======== RECORDS FOR THE EXERCISE

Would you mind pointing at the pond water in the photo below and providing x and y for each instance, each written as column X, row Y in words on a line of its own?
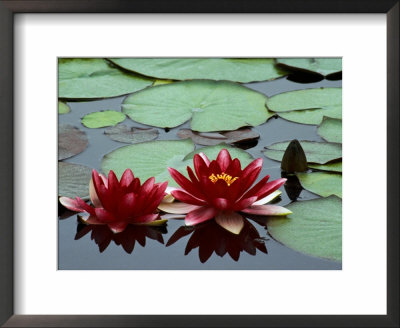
column 81, row 247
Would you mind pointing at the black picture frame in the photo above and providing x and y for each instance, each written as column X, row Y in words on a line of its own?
column 10, row 7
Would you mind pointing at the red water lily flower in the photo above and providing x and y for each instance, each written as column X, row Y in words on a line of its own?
column 220, row 189
column 119, row 203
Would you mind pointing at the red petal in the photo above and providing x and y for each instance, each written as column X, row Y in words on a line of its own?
column 267, row 210
column 224, row 159
column 93, row 195
column 104, row 216
column 246, row 202
column 118, row 226
column 177, row 207
column 200, row 215
column 270, row 187
column 186, row 198
column 233, row 222
column 127, row 178
column 185, row 183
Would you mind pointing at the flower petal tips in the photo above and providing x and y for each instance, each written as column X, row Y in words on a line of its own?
column 120, row 203
column 220, row 188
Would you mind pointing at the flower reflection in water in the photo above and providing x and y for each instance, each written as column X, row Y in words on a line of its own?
column 210, row 237
column 103, row 236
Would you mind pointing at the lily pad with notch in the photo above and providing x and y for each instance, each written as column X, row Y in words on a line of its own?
column 242, row 135
column 316, row 152
column 211, row 106
column 126, row 134
column 71, row 141
column 84, row 78
column 314, row 228
column 242, row 70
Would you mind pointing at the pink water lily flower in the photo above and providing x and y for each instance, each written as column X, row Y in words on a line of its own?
column 220, row 189
column 119, row 203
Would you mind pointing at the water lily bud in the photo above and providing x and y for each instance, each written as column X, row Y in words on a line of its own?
column 294, row 159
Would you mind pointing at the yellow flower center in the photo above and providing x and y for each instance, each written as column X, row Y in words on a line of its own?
column 223, row 176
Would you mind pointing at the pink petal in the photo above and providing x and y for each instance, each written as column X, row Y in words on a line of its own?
column 186, row 198
column 224, row 159
column 93, row 195
column 117, row 227
column 104, row 216
column 186, row 184
column 244, row 203
column 267, row 210
column 200, row 215
column 71, row 204
column 205, row 158
column 177, row 207
column 127, row 178
column 221, row 203
column 232, row 221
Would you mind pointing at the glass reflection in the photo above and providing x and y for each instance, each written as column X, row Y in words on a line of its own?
column 210, row 237
column 103, row 236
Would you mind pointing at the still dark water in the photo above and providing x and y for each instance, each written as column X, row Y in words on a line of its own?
column 84, row 252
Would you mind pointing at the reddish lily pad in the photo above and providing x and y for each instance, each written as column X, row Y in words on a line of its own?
column 132, row 135
column 71, row 141
column 215, row 138
column 316, row 152
column 73, row 180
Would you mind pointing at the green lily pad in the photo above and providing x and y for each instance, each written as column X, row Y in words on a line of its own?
column 322, row 183
column 307, row 106
column 71, row 141
column 80, row 78
column 323, row 66
column 102, row 119
column 212, row 106
column 148, row 159
column 331, row 129
column 314, row 227
column 152, row 158
column 215, row 138
column 63, row 108
column 126, row 134
column 330, row 167
column 316, row 152
column 212, row 152
column 230, row 69
column 73, row 180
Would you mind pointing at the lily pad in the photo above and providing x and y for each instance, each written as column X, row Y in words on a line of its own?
column 152, row 158
column 215, row 138
column 63, row 108
column 148, row 159
column 102, row 119
column 316, row 152
column 331, row 129
column 212, row 106
column 322, row 183
column 314, row 227
column 307, row 106
column 71, row 141
column 73, row 180
column 242, row 70
column 80, row 78
column 126, row 134
column 323, row 66
column 332, row 167
column 212, row 152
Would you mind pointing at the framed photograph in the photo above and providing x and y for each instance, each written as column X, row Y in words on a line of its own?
column 199, row 169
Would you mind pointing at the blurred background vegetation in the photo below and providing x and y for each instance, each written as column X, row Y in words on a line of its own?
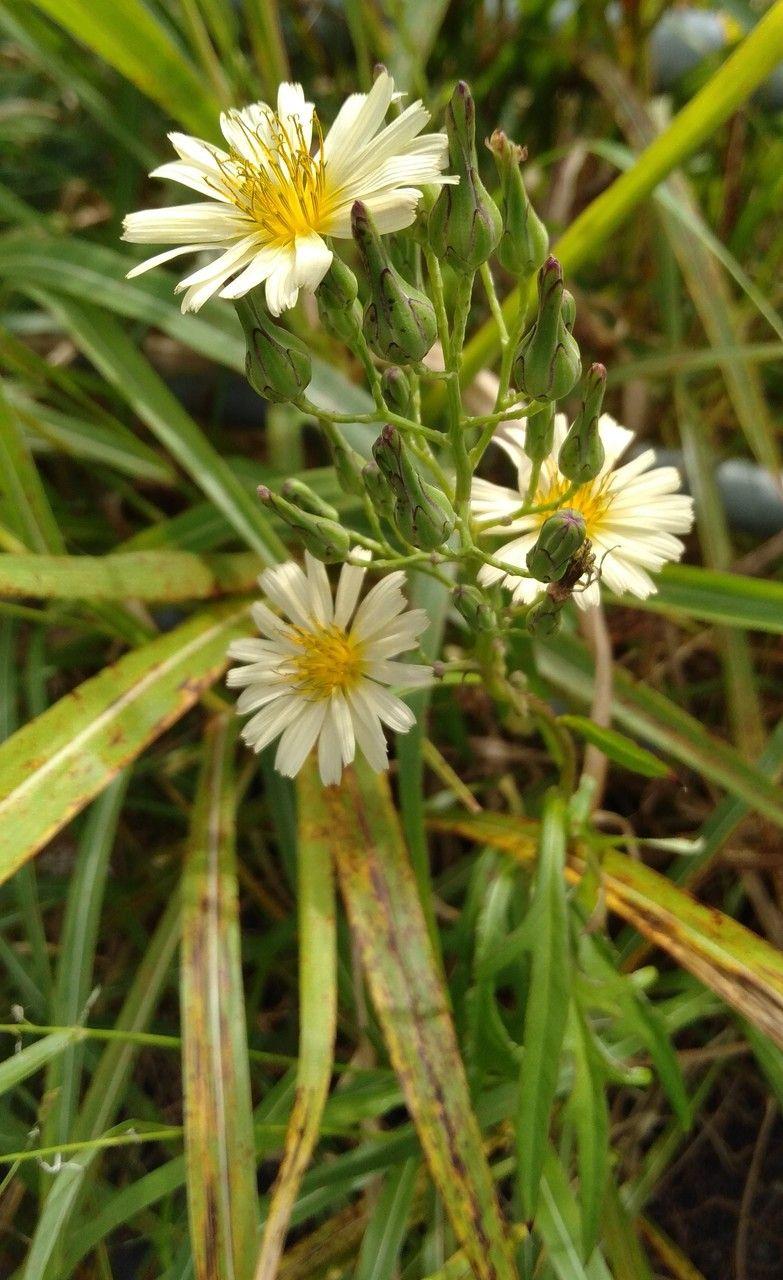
column 128, row 429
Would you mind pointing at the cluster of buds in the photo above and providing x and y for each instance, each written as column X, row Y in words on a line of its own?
column 380, row 311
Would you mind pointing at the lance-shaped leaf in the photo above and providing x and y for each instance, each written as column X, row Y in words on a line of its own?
column 411, row 1001
column 146, row 575
column 741, row 968
column 317, row 1011
column 218, row 1112
column 56, row 763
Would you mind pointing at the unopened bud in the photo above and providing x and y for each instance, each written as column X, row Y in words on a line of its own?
column 323, row 538
column 544, row 617
column 378, row 489
column 276, row 365
column 395, row 391
column 465, row 223
column 298, row 493
column 559, row 539
column 347, row 465
column 399, row 321
column 335, row 296
column 422, row 513
column 475, row 608
column 525, row 242
column 582, row 453
column 548, row 362
column 539, row 434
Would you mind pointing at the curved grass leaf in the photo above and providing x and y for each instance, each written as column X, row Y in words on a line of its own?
column 56, row 763
column 411, row 1001
column 131, row 39
column 548, row 1000
column 726, row 599
column 218, row 1114
column 151, row 575
column 317, row 1011
column 743, row 969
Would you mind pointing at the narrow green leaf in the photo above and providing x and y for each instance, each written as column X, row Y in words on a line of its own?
column 317, row 1011
column 58, row 762
column 548, row 999
column 218, row 1112
column 128, row 575
column 113, row 352
column 131, row 39
column 621, row 749
column 407, row 990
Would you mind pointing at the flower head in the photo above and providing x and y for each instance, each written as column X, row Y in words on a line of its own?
column 320, row 672
column 631, row 513
column 274, row 196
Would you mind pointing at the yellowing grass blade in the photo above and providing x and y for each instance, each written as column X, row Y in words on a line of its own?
column 388, row 923
column 317, row 1011
column 218, row 1111
column 741, row 968
column 56, row 763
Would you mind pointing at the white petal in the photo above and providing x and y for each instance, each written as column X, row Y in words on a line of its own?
column 298, row 739
column 347, row 593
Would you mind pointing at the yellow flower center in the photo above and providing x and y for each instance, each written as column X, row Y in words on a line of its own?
column 591, row 501
column 284, row 191
column 328, row 661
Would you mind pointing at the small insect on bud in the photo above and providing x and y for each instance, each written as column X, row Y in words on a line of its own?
column 465, row 223
column 525, row 242
column 475, row 608
column 548, row 362
column 422, row 513
column 337, row 298
column 582, row 453
column 395, row 391
column 399, row 321
column 323, row 538
column 378, row 490
column 539, row 434
column 276, row 365
column 544, row 617
column 298, row 493
column 347, row 465
column 559, row 539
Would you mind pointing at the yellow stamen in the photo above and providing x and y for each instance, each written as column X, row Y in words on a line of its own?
column 284, row 191
column 328, row 661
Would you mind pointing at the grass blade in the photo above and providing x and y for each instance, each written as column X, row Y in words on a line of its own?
column 317, row 1011
column 389, row 927
column 218, row 1112
column 56, row 763
column 548, row 999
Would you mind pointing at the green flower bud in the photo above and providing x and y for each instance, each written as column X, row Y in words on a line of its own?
column 399, row 320
column 422, row 513
column 544, row 617
column 298, row 493
column 323, row 538
column 548, row 362
column 395, row 391
column 465, row 222
column 525, row 242
column 539, row 434
column 276, row 365
column 559, row 539
column 348, row 466
column 475, row 608
column 378, row 490
column 582, row 453
column 337, row 297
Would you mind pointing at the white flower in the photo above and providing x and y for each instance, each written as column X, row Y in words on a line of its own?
column 273, row 199
column 321, row 676
column 631, row 513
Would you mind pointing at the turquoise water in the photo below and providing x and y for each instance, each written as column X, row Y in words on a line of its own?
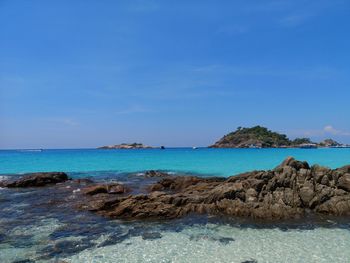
column 221, row 162
column 42, row 225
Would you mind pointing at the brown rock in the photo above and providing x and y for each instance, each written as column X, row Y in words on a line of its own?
column 344, row 182
column 289, row 191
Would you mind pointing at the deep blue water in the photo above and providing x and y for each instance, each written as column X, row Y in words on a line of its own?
column 221, row 162
column 42, row 224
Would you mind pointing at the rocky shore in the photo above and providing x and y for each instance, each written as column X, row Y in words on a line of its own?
column 291, row 190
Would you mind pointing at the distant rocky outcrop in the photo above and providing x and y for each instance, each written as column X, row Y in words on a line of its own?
column 36, row 180
column 291, row 190
column 252, row 137
column 261, row 137
column 126, row 146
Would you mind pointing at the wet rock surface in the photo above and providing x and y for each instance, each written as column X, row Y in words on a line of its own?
column 291, row 190
column 36, row 180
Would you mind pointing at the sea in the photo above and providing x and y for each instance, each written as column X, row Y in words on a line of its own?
column 39, row 225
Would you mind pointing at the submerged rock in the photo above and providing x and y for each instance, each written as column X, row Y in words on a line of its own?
column 291, row 190
column 36, row 179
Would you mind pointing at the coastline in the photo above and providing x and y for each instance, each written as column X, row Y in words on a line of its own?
column 52, row 228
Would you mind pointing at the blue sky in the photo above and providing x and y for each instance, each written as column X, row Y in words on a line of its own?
column 177, row 73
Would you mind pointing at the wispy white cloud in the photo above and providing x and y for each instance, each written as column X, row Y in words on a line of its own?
column 231, row 30
column 70, row 122
column 143, row 6
column 133, row 109
column 329, row 129
column 295, row 19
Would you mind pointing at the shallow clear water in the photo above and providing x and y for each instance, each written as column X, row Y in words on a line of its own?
column 223, row 162
column 41, row 225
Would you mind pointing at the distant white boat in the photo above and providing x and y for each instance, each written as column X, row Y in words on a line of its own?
column 31, row 150
column 308, row 146
column 253, row 146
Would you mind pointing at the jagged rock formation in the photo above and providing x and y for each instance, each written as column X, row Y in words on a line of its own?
column 252, row 137
column 289, row 191
column 261, row 137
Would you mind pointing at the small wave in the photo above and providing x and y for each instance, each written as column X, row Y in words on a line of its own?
column 3, row 178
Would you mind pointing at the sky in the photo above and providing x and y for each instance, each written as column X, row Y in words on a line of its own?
column 87, row 73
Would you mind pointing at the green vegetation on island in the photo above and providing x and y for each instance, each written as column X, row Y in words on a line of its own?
column 261, row 137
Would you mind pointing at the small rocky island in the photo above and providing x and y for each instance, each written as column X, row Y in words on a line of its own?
column 126, row 146
column 294, row 189
column 261, row 137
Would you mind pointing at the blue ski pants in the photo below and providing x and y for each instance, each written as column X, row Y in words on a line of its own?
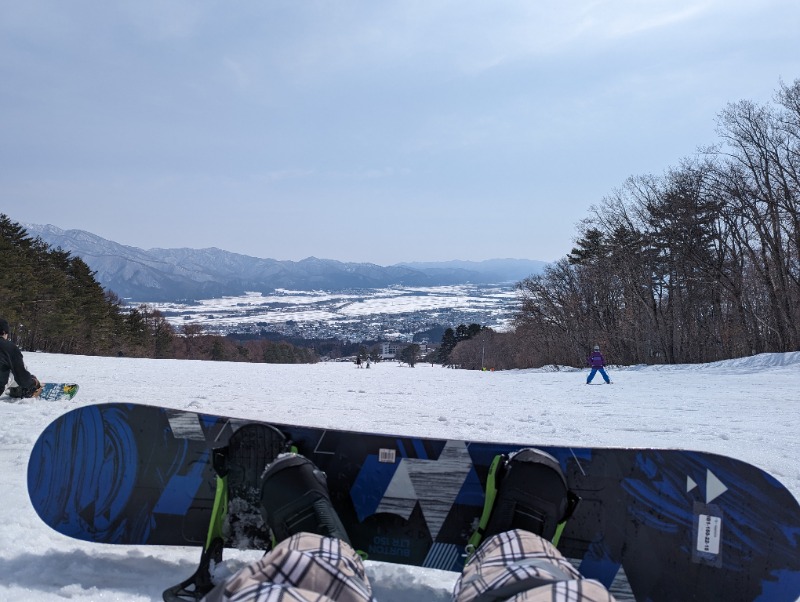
column 602, row 372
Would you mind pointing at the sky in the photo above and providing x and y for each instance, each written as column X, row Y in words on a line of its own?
column 288, row 129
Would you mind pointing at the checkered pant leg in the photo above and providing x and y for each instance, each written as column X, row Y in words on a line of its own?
column 304, row 568
column 519, row 566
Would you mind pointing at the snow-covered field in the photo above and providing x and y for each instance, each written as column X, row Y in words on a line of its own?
column 746, row 408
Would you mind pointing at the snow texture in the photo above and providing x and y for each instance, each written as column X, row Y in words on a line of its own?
column 747, row 408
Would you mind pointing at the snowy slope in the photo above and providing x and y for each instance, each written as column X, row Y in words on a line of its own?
column 746, row 408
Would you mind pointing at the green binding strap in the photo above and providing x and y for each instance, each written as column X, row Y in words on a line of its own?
column 488, row 505
column 218, row 512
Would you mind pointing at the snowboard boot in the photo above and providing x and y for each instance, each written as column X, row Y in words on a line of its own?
column 531, row 493
column 295, row 499
column 242, row 462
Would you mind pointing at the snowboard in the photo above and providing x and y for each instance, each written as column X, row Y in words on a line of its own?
column 58, row 391
column 653, row 524
column 54, row 392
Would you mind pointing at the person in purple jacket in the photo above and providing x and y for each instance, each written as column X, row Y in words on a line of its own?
column 597, row 362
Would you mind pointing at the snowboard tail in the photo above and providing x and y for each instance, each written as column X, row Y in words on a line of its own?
column 657, row 524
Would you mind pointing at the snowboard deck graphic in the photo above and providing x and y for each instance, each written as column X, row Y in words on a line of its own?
column 662, row 524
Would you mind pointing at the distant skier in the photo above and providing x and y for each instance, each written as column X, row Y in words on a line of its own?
column 597, row 362
column 11, row 363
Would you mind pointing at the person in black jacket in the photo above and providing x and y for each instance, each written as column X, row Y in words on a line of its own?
column 11, row 363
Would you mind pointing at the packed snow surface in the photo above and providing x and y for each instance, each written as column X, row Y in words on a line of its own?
column 747, row 408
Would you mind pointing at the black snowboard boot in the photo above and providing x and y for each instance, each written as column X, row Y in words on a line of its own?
column 295, row 498
column 532, row 494
column 250, row 449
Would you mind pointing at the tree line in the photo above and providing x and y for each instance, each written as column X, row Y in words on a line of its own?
column 699, row 264
column 53, row 303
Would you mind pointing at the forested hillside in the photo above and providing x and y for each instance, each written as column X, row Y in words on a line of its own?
column 53, row 303
column 699, row 264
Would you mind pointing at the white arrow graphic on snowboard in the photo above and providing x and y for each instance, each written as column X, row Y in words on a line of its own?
column 714, row 487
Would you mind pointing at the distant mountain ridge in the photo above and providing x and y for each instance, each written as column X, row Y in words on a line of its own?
column 181, row 274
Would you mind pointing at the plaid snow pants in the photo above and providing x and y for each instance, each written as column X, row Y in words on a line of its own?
column 518, row 566
column 304, row 568
column 515, row 566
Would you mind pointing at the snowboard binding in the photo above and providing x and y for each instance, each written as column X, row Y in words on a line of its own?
column 525, row 490
column 236, row 515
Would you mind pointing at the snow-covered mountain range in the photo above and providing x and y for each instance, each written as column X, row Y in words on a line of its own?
column 180, row 274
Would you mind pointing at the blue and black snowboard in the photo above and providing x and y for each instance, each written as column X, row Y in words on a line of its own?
column 660, row 524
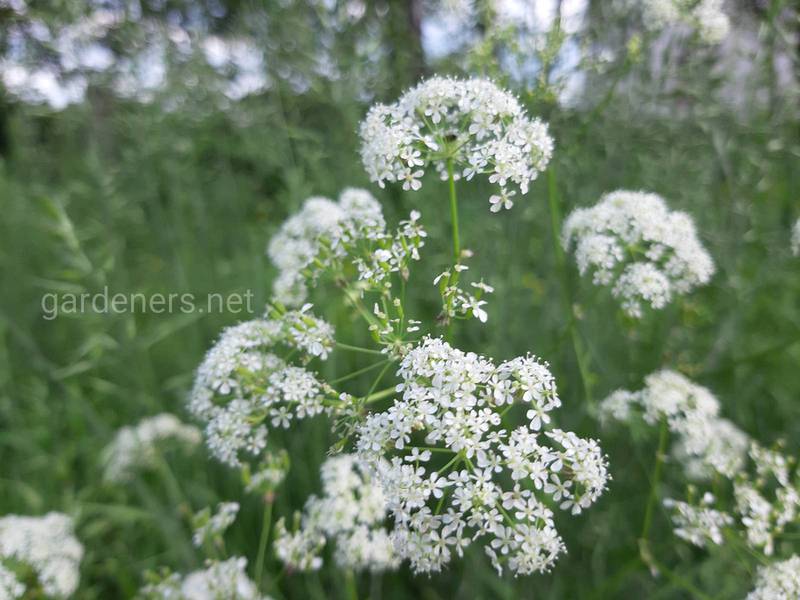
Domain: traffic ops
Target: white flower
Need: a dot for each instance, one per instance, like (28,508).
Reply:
(706,16)
(138,447)
(298,550)
(700,524)
(322,226)
(241,386)
(454,403)
(632,242)
(10,587)
(766,490)
(706,444)
(220,579)
(208,526)
(48,546)
(481,128)
(778,581)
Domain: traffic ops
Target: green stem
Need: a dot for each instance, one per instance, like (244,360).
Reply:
(379,395)
(350,585)
(262,543)
(454,211)
(678,580)
(561,265)
(359,371)
(663,438)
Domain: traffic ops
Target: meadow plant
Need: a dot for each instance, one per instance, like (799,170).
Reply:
(633,243)
(141,446)
(39,556)
(350,515)
(219,579)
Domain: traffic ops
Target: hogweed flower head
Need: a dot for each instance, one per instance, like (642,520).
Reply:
(348,240)
(220,579)
(10,587)
(633,243)
(766,494)
(472,124)
(320,232)
(704,16)
(350,514)
(778,581)
(47,545)
(443,454)
(698,524)
(139,447)
(706,443)
(242,387)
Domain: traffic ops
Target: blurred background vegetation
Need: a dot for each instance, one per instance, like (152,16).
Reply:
(154,146)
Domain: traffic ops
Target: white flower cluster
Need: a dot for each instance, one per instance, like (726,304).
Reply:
(138,447)
(706,443)
(698,524)
(10,587)
(322,226)
(778,581)
(705,16)
(634,243)
(767,502)
(472,123)
(209,526)
(351,513)
(457,302)
(328,236)
(47,545)
(450,455)
(766,499)
(241,386)
(220,579)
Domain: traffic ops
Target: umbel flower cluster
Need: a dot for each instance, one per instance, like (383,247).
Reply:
(632,242)
(778,581)
(455,470)
(220,579)
(242,387)
(765,495)
(705,442)
(460,127)
(705,16)
(350,514)
(320,232)
(44,545)
(140,446)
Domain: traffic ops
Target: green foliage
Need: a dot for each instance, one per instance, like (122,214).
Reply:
(130,197)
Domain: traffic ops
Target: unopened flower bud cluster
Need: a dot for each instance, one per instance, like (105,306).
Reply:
(350,515)
(243,387)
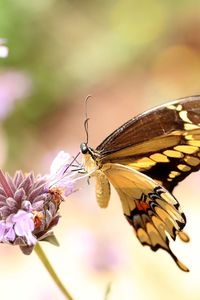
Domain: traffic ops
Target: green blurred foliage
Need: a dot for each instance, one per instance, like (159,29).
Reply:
(69,46)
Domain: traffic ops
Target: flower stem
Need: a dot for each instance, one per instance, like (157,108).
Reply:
(51,271)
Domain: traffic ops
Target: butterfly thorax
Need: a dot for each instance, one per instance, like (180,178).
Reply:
(93,168)
(90,158)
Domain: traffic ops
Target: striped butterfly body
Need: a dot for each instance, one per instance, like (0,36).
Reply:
(144,160)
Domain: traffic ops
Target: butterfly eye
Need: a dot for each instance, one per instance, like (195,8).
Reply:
(84,148)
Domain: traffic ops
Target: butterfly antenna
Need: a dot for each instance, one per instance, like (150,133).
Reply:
(86,118)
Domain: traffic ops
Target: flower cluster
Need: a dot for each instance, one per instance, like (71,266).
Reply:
(29,204)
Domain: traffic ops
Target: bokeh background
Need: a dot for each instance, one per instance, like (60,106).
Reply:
(130,56)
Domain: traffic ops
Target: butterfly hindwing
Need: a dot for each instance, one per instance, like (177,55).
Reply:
(152,211)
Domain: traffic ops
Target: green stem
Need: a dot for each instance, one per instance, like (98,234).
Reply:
(51,271)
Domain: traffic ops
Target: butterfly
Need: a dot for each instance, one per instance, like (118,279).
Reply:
(144,160)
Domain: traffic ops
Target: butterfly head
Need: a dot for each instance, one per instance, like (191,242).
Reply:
(84,148)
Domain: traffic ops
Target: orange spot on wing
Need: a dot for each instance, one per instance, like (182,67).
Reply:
(143,206)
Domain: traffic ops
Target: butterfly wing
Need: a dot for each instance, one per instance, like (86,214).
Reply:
(152,211)
(163,143)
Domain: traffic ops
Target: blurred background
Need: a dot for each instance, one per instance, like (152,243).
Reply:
(130,56)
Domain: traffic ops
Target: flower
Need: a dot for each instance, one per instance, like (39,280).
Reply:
(28,209)
(61,175)
(3,49)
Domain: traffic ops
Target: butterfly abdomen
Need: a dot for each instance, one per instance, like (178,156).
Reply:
(102,189)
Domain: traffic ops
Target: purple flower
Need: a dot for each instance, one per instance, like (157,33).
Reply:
(60,175)
(29,204)
(3,49)
(27,210)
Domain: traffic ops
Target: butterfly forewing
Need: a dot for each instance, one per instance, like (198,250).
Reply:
(144,160)
(163,143)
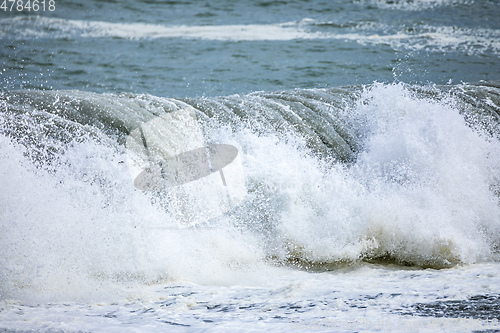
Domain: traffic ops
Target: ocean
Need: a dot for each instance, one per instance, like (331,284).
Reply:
(248,166)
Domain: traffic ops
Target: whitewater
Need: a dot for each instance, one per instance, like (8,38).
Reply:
(248,166)
(336,226)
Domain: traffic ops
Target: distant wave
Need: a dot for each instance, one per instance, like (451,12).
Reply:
(431,38)
(414,5)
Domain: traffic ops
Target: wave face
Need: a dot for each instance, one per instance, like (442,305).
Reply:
(387,173)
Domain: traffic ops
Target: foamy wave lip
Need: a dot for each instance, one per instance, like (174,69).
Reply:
(471,41)
(55,27)
(413,5)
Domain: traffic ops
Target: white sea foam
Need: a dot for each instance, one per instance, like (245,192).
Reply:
(429,38)
(55,27)
(420,193)
(413,5)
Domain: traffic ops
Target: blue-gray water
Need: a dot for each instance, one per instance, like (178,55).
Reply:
(236,47)
(368,146)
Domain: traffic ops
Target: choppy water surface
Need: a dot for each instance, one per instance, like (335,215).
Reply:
(368,137)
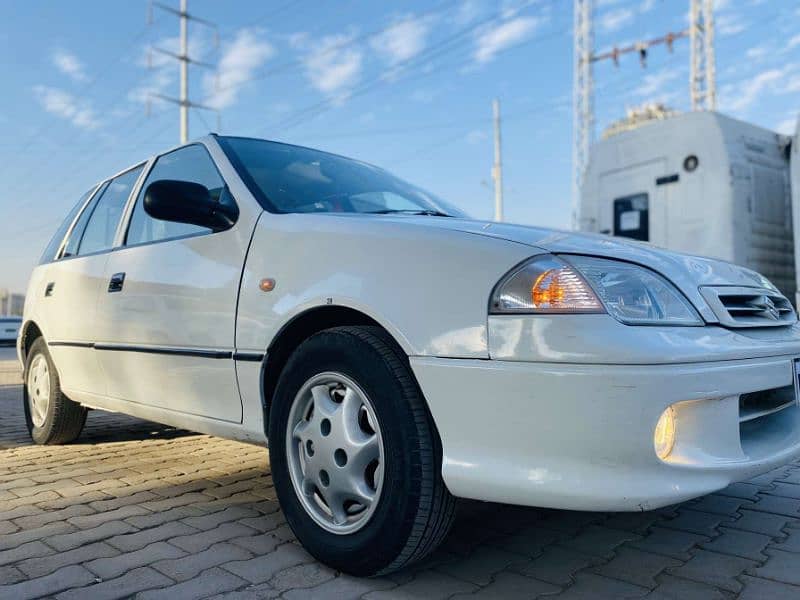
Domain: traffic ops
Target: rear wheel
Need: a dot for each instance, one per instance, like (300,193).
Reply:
(355,457)
(51,417)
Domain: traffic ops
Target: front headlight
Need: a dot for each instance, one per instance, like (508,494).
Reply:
(635,295)
(544,284)
(631,294)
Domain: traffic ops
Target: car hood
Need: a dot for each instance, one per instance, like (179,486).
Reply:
(686,271)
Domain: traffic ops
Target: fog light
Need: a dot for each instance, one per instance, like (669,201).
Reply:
(664,435)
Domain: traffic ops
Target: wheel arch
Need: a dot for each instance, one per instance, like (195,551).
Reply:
(298,329)
(30,333)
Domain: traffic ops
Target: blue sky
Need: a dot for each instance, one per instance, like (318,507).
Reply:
(405,85)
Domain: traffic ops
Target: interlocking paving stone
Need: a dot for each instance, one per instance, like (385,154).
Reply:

================

◆ **TASK GOAL**
Which lines in the data above hold the string "wheel"? Return each of them.

◆ **EXERCISE ANSWER**
Target: rear wheel
Target: wheel arch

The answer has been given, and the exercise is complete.